### Textauszug ###
# Suche ein gebrauchtes Echolot fürs Karpfenangeln.



## Jim-Knopf78 (4. Januar 2016)

Hallo,

wie aus der Überschrift ersichtlich suche ich fürs Karpfenangeln ein gebrauchtes Echolot.

nun bin ich beim Stöbern in der Bucht bei Kleinanzeigen auf das Eagle 245DS gestoßen.

Brauche nur ein Echolot um auf meinen bevorzugten Seen der Bodenbeschaffenheit zu erkunden ( Kanten, Plateaus usw.). Die Seen haben eine Tiefe zwischen 10 und 15m. Brauche es nicht um Fisch zu finden.

Vorerst wird es mit Schlauchboot und Muskelkraft ( ohne E-Motor) genutzt werden.

Wäre das ok für meine Zwecke?

Ich bedanke mich schon mal für die Antworten.

In diesem Sinne, Tight Lines


----------



## tomsen83 (5. Januar 2016)

*AW: Suche ein gebrauchtes Echolot fürs Karpfenangeln.*

Grundsätzlich ja. Das heißt du erkennst Strukturen bzw. Änderungen der Wassertiefe. Die Bodenbeschaffenheit (weich/ hart etc) wird dir verborgen bleiben. Ebenso bezweifle ich sehr stark, dass du Fische eindeutig identifizieren kannst.


----------



## zokker (5. Januar 2016)

*AW: Suche ein gebrauchtes Echolot fürs Karpfenangeln.*



tomsen83 schrieb:


> Die Bodenbeschaffenheit (weich/ hart etc) wird dir verborgen bleiben. Ebenso bezweifle ich sehr stark, dass du Fische eindeutig identifizieren kannst.



Da muß ich widersprechen, die  Grayline ist sogar scrollbar. Man kann sie prozentuell einstellen. In der PDF auf Seite 48. http://www.eaglenav.com/upload/Eagle/Documents/Manuals/FishEasy245DS_0143-832_60607.pdf


----------



## Janni77 (5. Januar 2016)

*AW: Suche ein gebrauchtes Echolot fürs Karpfenangeln.*

Würde mich von meinen Humminbird 1199cxi HD Si modell 2015 trennen. Jetzt 6,5 monate alt. Inkl. allem Serienzubehör und Deutscher Anleitung.  VHB 1950€.


----------



## Revilo62 (5. Januar 2016)

*AW: Suche ein gebrauchtes Echolot fürs Karpfenangeln.*



Jim-Knopf78 schrieb:


> Hallo,
> 
> wie aus der Überschrift ersichtlich suche ich fürs Karpfenangeln ein gebrauchtes Echolot.
###
§ **Ziel a**
Sammle aus den Einträgen unten jede Zeile, in der das Wort „green“ vorkommt, und gib diese Zeilen unverändert wieder.
### Extrahierte Einträge ###
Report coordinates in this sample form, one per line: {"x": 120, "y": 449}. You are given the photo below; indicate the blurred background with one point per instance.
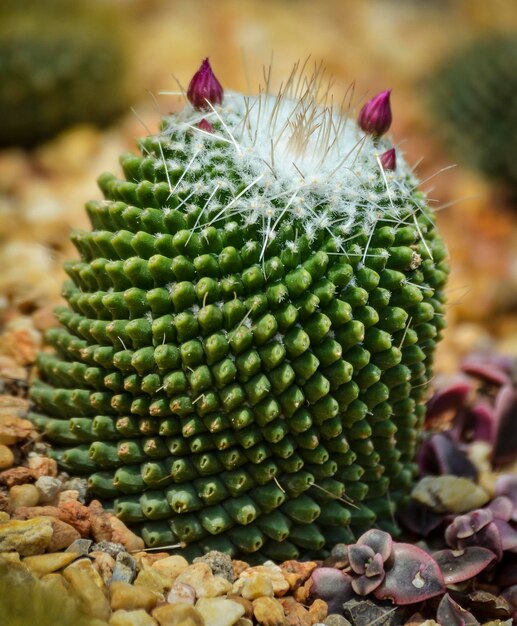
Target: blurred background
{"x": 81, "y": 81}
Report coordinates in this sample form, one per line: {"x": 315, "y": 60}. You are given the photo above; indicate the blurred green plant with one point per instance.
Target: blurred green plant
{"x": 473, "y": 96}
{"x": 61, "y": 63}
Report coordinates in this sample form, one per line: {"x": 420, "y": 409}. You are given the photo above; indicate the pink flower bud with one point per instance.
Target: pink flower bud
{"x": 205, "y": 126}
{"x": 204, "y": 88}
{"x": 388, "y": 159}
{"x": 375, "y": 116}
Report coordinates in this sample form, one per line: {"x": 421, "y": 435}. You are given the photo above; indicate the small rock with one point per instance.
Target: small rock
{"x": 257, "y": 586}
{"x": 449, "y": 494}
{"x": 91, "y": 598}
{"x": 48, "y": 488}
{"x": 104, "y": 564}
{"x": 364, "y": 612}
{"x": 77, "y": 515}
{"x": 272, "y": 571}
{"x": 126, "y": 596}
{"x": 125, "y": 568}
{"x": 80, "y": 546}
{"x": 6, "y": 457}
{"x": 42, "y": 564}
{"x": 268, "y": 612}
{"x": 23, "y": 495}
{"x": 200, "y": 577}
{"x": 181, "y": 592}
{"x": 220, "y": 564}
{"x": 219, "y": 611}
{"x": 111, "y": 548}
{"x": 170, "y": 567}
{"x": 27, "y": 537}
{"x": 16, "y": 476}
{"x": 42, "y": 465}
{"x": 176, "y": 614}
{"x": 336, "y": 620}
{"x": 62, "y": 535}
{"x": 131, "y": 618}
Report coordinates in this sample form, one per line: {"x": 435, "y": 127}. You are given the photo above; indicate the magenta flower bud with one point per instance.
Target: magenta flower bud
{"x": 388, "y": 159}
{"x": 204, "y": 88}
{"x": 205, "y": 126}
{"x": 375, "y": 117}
###
### Extrahierte Einträge ###
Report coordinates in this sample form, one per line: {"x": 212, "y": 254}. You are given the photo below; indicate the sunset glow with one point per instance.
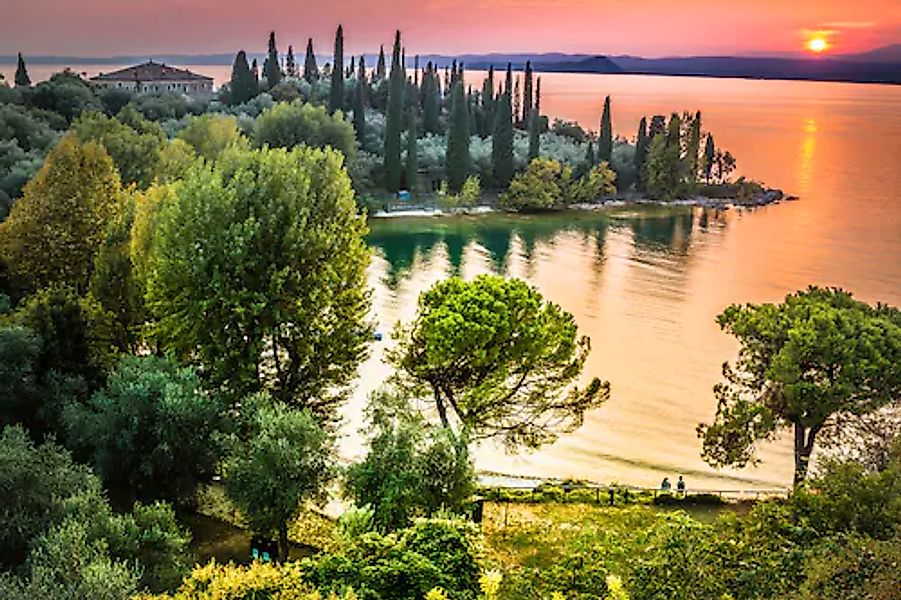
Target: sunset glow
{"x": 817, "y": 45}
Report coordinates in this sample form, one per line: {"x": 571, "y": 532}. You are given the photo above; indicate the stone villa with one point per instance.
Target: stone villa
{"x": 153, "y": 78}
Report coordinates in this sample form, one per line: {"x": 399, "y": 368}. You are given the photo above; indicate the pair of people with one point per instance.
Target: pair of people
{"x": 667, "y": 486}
###
### Extrahierte Einträge ###
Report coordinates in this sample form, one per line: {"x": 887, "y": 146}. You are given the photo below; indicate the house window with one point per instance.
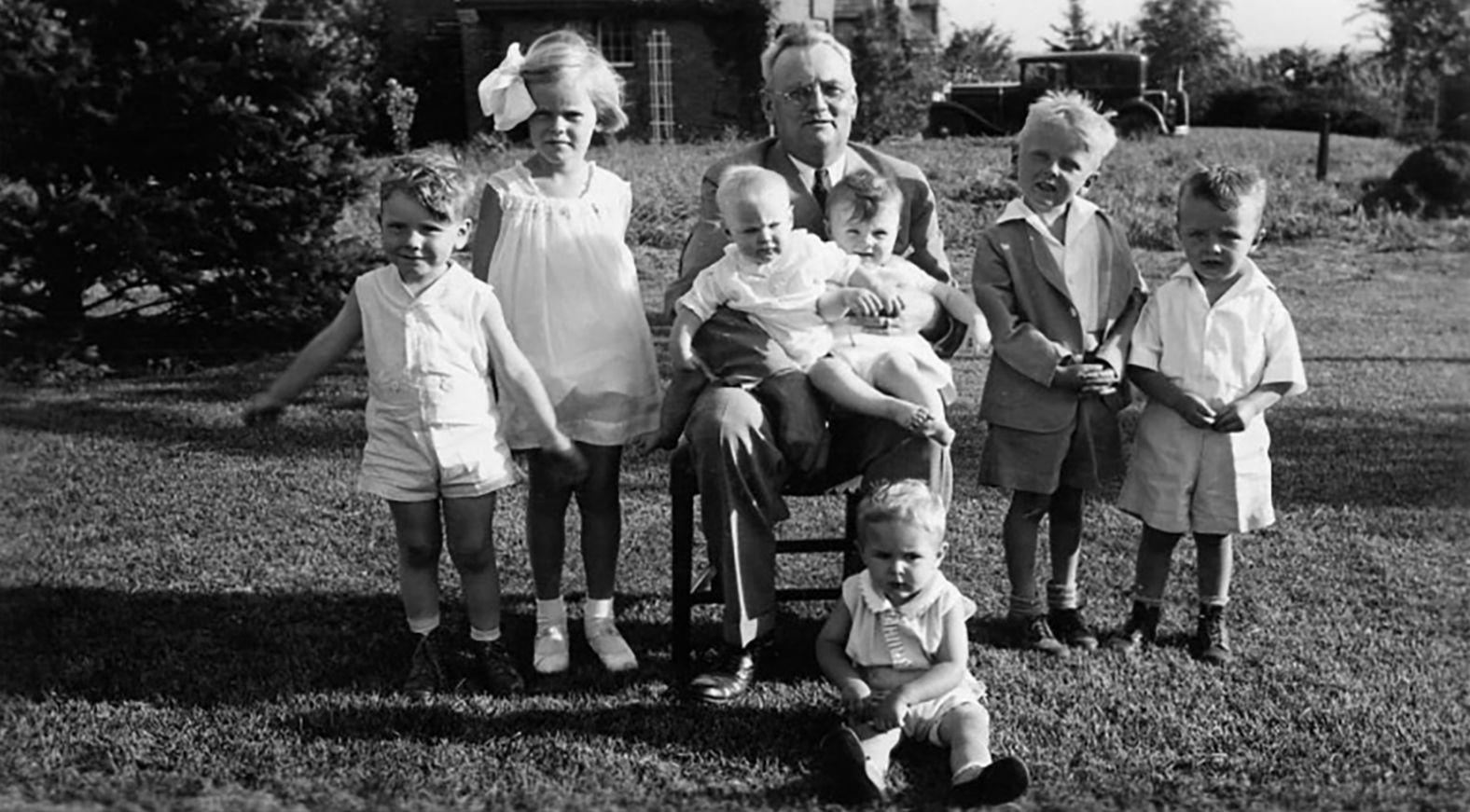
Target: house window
###
§ **Ziel b**
Beantworte anhand der Forumsdiskussion zum Echolot oben die folgenden Fragen:
(i) Welche Tiefe haben die bevorzugten Seen von Jim-Knopf78?
(ii) Auf welcher Seite des PDF lässt sich laut zokker die Grayline einstellen?
(iii) Wie alt ist das Humminbird-Echolot, das Janni77 anbietet?

§ **Antwort zur Aufgabe a**
Report coordinates in this sample form, one per line: {"x": 315, "y": 60}. You are given the photo above; indicate the blurred green plant with one point per instance.
Target: blurred green plant

§ **Antwort zur Aufgabe b**
(i) Die Seen haben eine Tiefe zwischen 10 und 15 m.
(ii) Die Einstellung steht im PDF auf Seite 48.
(iii) Das Gerät ist 6,5 Monate alt.